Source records
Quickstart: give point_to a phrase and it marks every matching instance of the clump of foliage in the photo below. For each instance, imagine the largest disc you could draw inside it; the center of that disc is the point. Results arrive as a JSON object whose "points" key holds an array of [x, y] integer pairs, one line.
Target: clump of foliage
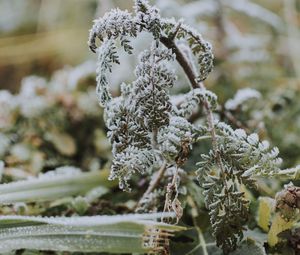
{"points": [[149, 133], [190, 159]]}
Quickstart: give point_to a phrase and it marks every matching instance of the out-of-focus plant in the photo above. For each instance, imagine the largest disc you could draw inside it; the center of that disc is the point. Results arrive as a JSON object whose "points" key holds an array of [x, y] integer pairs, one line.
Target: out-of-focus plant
{"points": [[150, 135]]}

### Task item
Every line above should be duplicated exactly; the pictures are to be left out.

### Answer area
Quickstart: give point_to a phrase and it marks every matching instance of the clump of foliage in the photo below. For each instance, imagine the largest disc you could draw inside it; the center of that disc is the point. Results arrive as a JSON object whose "points" key holds an array of [x, y] integer pairs, one line.
Target: clump of foliage
{"points": [[149, 133], [190, 159]]}
Quickstart: give point_to a phrase and it marks every matching instance of the out-of-focus plant in the photo above. For each instance, imagine the largest disc you could draw inside it; the center of that disc is the point. Results arrive as a JSON object whose "points" key holds an array of [x, y] integer pairs, one line.
Target: out-of-focus plant
{"points": [[150, 135]]}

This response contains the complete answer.